> **Source passage**

American politician and diplomat

Jonathan Brewster Bingham (April 24, 1914 – July 3, 1986) was an American politician and diplomat. He was the US delegate to the United Nations General Assembly and was elected to Congress from The Bronx, serving in the House of Representatives from 1965 to 1983.

==Early life==
Bingham was born in New Haven, Connecticut. His father, Hiram Bingham III, was a Senator and explorer and his great grandfather, Hiram Bingham I, was a missionary, who helped translate the Bible into Hawaiian.

Bingham attended Hamden Hall Country Day School and Groton School and graduated from Yale University in 1936 with a BA and from Yale Law School in 1939 with a law degree. He was a member of Skull and Bones, class of 1936. In 1940 he was admitted to the bar, and began the practice of law in New York City. His practice was interrupted in August 1941, when he joined the Machinery Branch of the newly created Office of Price Administration (OPA) as a legal advisor.

=== World War II ===
He was not at the OPA for long, for in 1942 he joined the Military Intelligence Service. In April of the following year he was enlisted as a private in the United States Army and was discharged a captain in October 1945 with a War Department citation.

==Diplomat==
On his return he was appointed chief of the newly created Alien Enemy Control Section of the State Department. The Alien Enemy Control Section was unpopular and short-lived. Bingham got off the boat before it sank, resuming the practice of law in New York City in 1946.

He left the practice of law again in 1951 to become assistant director of the Office of International Security Affairs. Bingham left in the same year to become deputy administrator of the Technical Cooperation Administration, implementing the Point 4 Program of technical assistance to developing countries. His book, Shirt-Sleeve Diplomacy: Point 4 in Action, was published in 1953. He left the administration in that year and resumed the practice of law. In 1955 he became secretary to fellow Bonesman, W. Averell Harriman, while he was Governor of New York. When Harriman was defeated in the 1958 election by Nelson Aldrich Rockefeller, Bingham joined the law firm Goldwater & Flynn.

In 1961 Bingham entered the world of diplomacy, as a United States representative on the United Nations Trusteeship Council with rank of Minister in 1961 and 1962, serving as President in 1962. During this period he was also principal adviser to the U.S. ambassador to U.N. on colonial and trusteeship questions. From 1963 to 1964 he was a United States representative on the United Nations Economic and Social Council with rank of Ambassador. He was also alternate representative to the 15th and 18th United Nations General Assemblies.

> **Exercises**
1) According to the Bingham biography, in what year was his book Shirt-Sleeve Diplomacy: Point 4 in Action published?
2) Update the Bingham biography by rewriting it from "Bingham attended Hamden" up to and including "War Department citation.", with "captain" replaced by "major".
3) Name every school, college, or university that the Bingham biography says he attended or graduated from.

> **Stored data entries**
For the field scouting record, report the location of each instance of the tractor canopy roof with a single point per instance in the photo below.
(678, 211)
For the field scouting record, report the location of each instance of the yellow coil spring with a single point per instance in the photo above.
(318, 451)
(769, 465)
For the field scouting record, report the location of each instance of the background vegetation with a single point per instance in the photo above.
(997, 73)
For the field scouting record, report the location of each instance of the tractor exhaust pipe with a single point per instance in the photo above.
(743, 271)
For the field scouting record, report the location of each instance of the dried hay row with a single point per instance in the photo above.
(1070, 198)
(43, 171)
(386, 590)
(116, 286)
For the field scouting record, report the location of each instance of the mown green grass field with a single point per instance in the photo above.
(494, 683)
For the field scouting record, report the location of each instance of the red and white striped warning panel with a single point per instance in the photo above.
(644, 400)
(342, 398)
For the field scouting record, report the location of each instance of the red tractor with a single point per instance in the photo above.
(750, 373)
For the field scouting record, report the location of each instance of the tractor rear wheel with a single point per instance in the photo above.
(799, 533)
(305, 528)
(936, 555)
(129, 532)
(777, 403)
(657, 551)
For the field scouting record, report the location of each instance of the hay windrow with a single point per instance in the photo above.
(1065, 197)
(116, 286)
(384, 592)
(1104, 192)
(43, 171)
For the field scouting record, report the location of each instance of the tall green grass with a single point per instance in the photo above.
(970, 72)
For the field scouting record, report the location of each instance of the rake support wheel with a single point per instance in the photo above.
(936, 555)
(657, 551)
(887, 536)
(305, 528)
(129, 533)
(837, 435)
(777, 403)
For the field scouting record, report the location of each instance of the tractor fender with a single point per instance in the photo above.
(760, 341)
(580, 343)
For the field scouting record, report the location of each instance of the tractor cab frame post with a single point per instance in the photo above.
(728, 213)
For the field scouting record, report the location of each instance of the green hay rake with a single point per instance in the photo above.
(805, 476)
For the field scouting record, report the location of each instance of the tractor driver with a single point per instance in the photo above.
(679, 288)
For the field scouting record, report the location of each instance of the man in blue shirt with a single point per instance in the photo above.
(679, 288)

> **Results in order**
1) 1953

2)
Bingham attended Hamden Hall Country Day School and Groton School and graduated from Yale University in 1936 with a BA and from Yale Law School in 1939 with a law degree. He was a member of Skull and Bones, class of 1936. In 1940 he was admitted to the bar, and began the practice of law in New York City. His practice was interrupted in August 1941, when he joined the Machinery Branch of the newly created Office of Price Administration (OPA) as a legal advisor.

=== World War II ===
He was not at the OPA for long, for in 1942 he joined the Military Intelligence Service. In April of the following year he was enlisted as a private in the United States Army and was discharged a major in October 1945 with a War Department citation.

3) Hamden Hall Country Day School, Groton School, Yale University, Yale Law School